━━━━━ Texto para leitura ━━━━━

Todas as semanas são felizes, oh, se são! Todas as semanas se começam limpas e livres de agruras, cheias de boas intenções, são os tempos modernos, nem chegamos ao início do ano para as boas resoluções, tem que ser na manhã de segunda, vou fumar menos, vou ser pontual, vou tirar umas horas para ir ao cinema, vou conseguir ir ver aquela exposição antes que fique uma intenção cheia de curiosidade, enterrada junto com as outras, vou almoçar aos meus pais.

Todas as semanas começam brancas, o primeiro jantar da semana, uma sopa de legumes quentinha, o meu filho feliz porque a Barca certa lhe levou o teste, abro uns mails com piadolas sobre o Magalhães, ouço um aluno a dizer que se manifesta porque os jovens deviam poder faltar (e podem, rapazinho, não têm é que faltar com o patrocínio dos encarregados de educação e do Ministério, boa?).

Esta semana será uma semana feliz, certamente. Estudarei os meus temas, pensarei nas minhas questões, assistirei às minhas aulas, lerei os meus livros. Talvez escreva mais um conto. Talvez me conte uma história. Era uma vez uma semana feliz, oh, tão feliz que ela era.

domingo, 16 de novembro de 2008

Podemos?


Precisamos de humor? Certamente. Continuo a acreditar no riso como arma e no sorriso como paliativo. Não sei se adianta lamuriarmo-nos marcharmos, atirarmos ovos. Sei que adianta pensar nos problemas, estar atento, não nos alhearmos. Certamente. Sei que há causas justas. Não falo do que não conheço, do que não vivo, limito-me a respeitar as partes envolvidas e a dignificar as suas lutas. O mundo em que cresci acabou há muito, agora sou eu acabada num mundo novo e estranho. Estranho-o diariamente porque os inesperados são muito. Façamos das nossas curiosidades e das nossas questões lutas pertinentes e justas. Sempre. De qualquer forma, com humor. E posto isto boa semana a todos que vou ver o Zé Carlos.

sábado, 15 de novembro de 2008

Discursos

"À barca, à barca, houlá!
Que temos gentil maré!"

Gil Vicente, Auto da Barca do Inferno



É sábado e não tenho aulas. Leio algumas notícias, umas em papel, outras, virtuosas. Visito os meus pais (gosto do verbo visitar). Conversas soltas aqui e ali. Um almoço tardio. Uma troca de e-mails. Palavras, palavras. As horas compostas de discursos e eu que deixei estragar o relógio com os números caídos. Tanto sentido que me fazia o relógio com os números caídos. Agora, os livros. O João estuda o Auto da Barca do Inferno. Eu penso nos arquivos a visitar e no preenchimento dos quadrados do pensamento esquinado que é o esqueleto, ainda mais embrião que esqueleto, da minha tese. Palavras amontoadas ainda por seleccionar. Visto-me de dúvidas e começo a caminhar.

━━━━━ Excerto de dados ━━━━━

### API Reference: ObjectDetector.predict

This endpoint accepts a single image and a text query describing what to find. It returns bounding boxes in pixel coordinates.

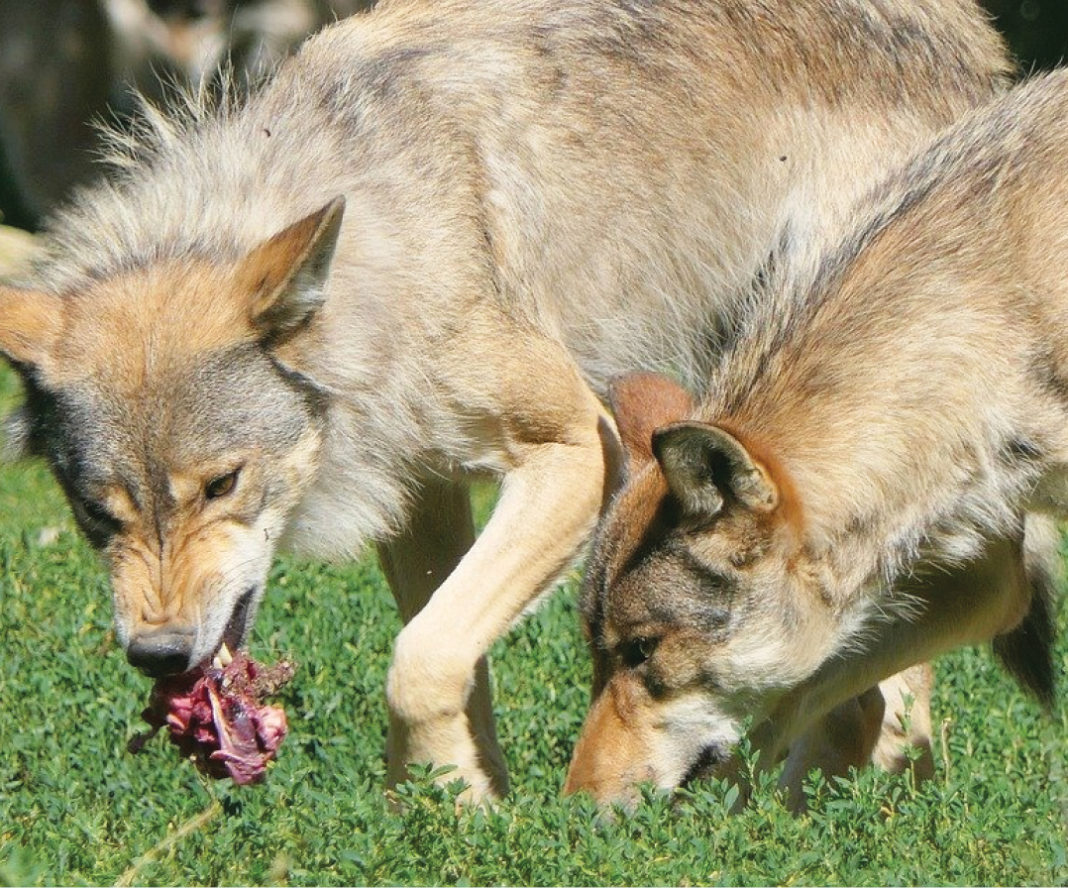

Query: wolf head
[0,199,343,675]
[567,374,837,801]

━━━━━

Tarefa 1 — Transcreva todos os registos de anotação de caixas sem qualquer alteração, deixando as imagens de fora.
Tarefa 2 — Prossiga o texto sobre as semanas felizes a partir do ponto em que termina.
O texto sobre as semanas felizes e os registos provêm de fontes distintas.

Resposta da tarefa 1 —
### API Reference: ObjectDetector.predict

This endpoint accepts a single image and a text query describing what to find. It returns bounding boxes in pixel coordinates.


Query: wolf head
[0,199,343,675]
[567,374,837,801]

Resposta da tarefa 2 —
domingo, 9 de novembro de 2008

Ainda não

ainda não há nada no pulmão direito
ainda não se respira como devia ser
ainda não é por isso que choramos às vezes
e que outras somos heróis a valer

António José Forte


Crianças que vão para a escola com sapatos três números acima do pézito, que vivem em bairros onde as rixas se resolvem à pancada, que têm mães analfabetas e dependentes de comida dada por vizinhos. Meninos que não sabem dizer o nome e contam histórias com brilho nos olhos e mãos que dançam. Professores que os acolhem, que os ensinam a tocar na carinha e sentir o "m" e o "p" e a repetir, tantas vezes que é preciso repetir. Pais que remendam as calças de uns filhos para os outros e fazem flores e casinhas com restos de tecido. Fracos que se oferecem para defender os fortes.

Há espaço para respirar?

Amanhã, os sapatinhos. Quando lhe tirarmos o molde do pé. Pé ("p", abre a boca, separa os lábios depressa, como num sopro rápido, "p", sente, isso, assim, "p" de pé, "p" de pessoa, "p" de pressa de sorrir quando a alma húmida da tua história contada em gestos rubros de um capuchinho e um lobo tão mau, tão mau, como as pessoas que fazem mal aos meninos, mesmo quando, apenas, se esquecem de lhes fazer bem).

"P" de percebam o decreto-lei em anexo. Percebam. Ainda há espaço para aprender.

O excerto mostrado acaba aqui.